(Your goal) Render every line of the records below as a Markdown table with the columns "Row" and "Text", numbering the lines in order and leaving out blank ones.

## Begin Information shown

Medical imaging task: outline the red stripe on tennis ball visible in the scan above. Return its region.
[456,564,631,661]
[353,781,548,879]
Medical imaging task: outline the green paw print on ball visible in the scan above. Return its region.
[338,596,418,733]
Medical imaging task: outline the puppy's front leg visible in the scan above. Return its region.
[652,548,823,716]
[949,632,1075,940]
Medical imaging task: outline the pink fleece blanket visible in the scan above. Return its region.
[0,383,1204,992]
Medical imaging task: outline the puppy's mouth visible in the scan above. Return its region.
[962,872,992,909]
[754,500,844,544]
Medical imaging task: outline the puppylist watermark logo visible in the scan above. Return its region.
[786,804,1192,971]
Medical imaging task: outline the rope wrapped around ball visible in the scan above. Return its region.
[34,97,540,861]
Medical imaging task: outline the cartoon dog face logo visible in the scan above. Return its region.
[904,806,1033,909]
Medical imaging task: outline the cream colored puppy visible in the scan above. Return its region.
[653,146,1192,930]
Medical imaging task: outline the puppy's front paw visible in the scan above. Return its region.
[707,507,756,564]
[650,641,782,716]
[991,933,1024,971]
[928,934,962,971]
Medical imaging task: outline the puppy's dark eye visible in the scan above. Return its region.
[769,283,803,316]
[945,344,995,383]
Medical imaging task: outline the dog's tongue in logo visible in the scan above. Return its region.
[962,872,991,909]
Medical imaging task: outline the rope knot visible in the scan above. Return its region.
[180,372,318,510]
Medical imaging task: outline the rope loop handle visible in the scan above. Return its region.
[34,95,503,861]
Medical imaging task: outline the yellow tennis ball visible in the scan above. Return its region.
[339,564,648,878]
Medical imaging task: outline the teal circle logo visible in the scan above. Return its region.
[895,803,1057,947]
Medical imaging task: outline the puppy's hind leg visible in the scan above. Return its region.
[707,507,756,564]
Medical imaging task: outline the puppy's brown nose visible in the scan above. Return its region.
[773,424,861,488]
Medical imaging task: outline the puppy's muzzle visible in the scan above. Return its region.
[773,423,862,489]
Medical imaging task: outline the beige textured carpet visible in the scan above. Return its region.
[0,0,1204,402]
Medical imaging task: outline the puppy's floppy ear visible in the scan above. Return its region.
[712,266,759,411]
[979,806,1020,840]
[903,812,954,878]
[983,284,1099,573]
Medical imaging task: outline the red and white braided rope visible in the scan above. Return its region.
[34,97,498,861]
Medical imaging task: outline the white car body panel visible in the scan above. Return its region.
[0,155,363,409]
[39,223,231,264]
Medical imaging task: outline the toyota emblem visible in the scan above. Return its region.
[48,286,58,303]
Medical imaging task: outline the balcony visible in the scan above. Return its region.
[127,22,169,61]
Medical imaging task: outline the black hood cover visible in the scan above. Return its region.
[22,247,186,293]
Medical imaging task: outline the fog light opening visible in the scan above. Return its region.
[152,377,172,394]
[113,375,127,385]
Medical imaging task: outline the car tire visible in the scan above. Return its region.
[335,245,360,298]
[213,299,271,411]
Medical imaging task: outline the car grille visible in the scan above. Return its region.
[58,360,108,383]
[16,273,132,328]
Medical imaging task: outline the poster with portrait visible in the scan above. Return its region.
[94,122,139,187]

## End Information shown

(Written answer)
| Row | Text |
|---|---|
| 1 | Medical imaging task: outline the red stripe on tennis ball visible in the scan above. Return its region. |
| 2 | [456,564,631,661] |
| 3 | [353,781,548,879] |
| 4 | Medical imaging task: outline the green paw print on ball visible in the scan above. Return its region. |
| 5 | [338,596,418,733] |
| 6 | Medical imaging task: outline the puppy's front leg visible in the scan above. Return its region. |
| 7 | [652,548,823,716] |
| 8 | [949,632,1075,940] |
| 9 | Medical imaging task: outline the pink fleece blanket visible in the scan above. Return its region. |
| 10 | [0,383,1204,992] |
| 11 | Medical imaging task: outline the puppy's mouth visible in the scan above. Return its region. |
| 12 | [962,872,992,909] |
| 13 | [754,500,844,544] |
| 14 | Medical imaging task: outline the puppylist watermark logo visible in the scan above. Return its region. |
| 15 | [786,804,1192,971] |
| 16 | Medical imaging task: outline the rope wrapped around ball visible in the scan above. Return its region. |
| 17 | [34,97,540,861] |
| 18 | Medical imaging task: outline the cartoon dog face logo visible in the scan above. Return its region. |
| 19 | [904,806,1033,909] |
| 20 | Medical imaging task: outline the cream colored puppy visible in the scan above. Return its region. |
| 21 | [653,146,1192,930] |
| 22 | Medical imaging task: outline the puppy's front paw visible in the scan above. Return its region. |
| 23 | [707,507,756,564] |
| 24 | [650,641,782,716] |
| 25 | [991,933,1024,971] |
| 26 | [928,934,962,971] |
| 27 | Medical imaging task: outline the puppy's dark eye visible in the scan above. Return its region. |
| 28 | [769,283,803,316] |
| 29 | [945,344,995,383] |
| 30 | Medical imaging task: outline the dog's tongue in logo visible in the scan above. Return its region. |
| 31 | [962,872,991,909] |
| 32 | Medical imaging task: outline the rope knot visible in the scan above. Return its region. |
| 33 | [180,372,318,510] |
| 34 | Medical imaging task: outline the rope loop handle visible in the scan above. Return its region. |
| 35 | [34,95,503,861] |
| 36 | Medical imaging task: outline the yellow tennis ball visible in the scan above. Return its region. |
| 37 | [339,564,648,878] |
| 38 | Medical imaging task: outline the teal circle logo visible in the scan above. Return its region. |
| 39 | [895,803,1057,947] |
| 40 | Medical imaging task: outline the puppy's hind leg visible in the scan above. Return its region. |
| 41 | [707,507,756,564] |
| 42 | Medical imaging task: outline the puppy's brown nose visible in the scan above. Return its region. |
| 43 | [773,424,861,488] |
| 44 | Medical imaging task: outline the puppy's muzzle visible in the scan above. Return its region. |
| 45 | [773,423,862,489] |
| 46 | Medical imaging task: outline the beige textured carpet visible in the scan above. Return its region. |
| 47 | [0,0,1204,402] |
| 48 | Medical imaging task: outline the puppy's floppy ear visible in the scan above. Return its region. |
| 49 | [712,266,759,411] |
| 50 | [979,806,1020,840] |
| 51 | [903,812,954,878] |
| 52 | [983,284,1099,573] |
| 53 | Medical imaging task: outline the red and white braided rope visible in the scan above. Return its region. |
| 54 | [34,97,498,861] |
| 55 | Medical imaging task: outline the white car body panel visible in the scan above. Return its region. |
| 56 | [0,155,363,409] |
| 57 | [39,223,231,264] |
| 58 | Medical imaging task: outline the toyota emblem visible in the scan above. Return its region. |
| 59 | [48,286,58,303] |
| 60 | Medical imaging task: outline the balcony visible in the scan above. Return its region. |
| 61 | [127,22,169,61] |
| 62 | Medical imaging task: outline the black hood cover visible in the scan above. Return its region. |
| 63 | [22,247,186,293] |
| 64 | Medical imaging task: outline the fog light opening visible in the scan above. Return its region. |
| 65 | [152,377,172,394] |
| 66 | [113,375,127,385] |
| 67 | Medical imaging task: outline the car tire visible in the scan above. Return its region. |
| 68 | [335,245,360,298] |
| 69 | [213,299,271,411] |
| 70 | Medical imaging task: outline the car grille visible in the scan above. Return its region. |
| 71 | [58,360,108,383] |
| 72 | [16,273,132,328] |
| 73 | Medical imaging task: outline the poster with portrait visible in the scan above. Return its region. |
| 74 | [94,122,139,187] |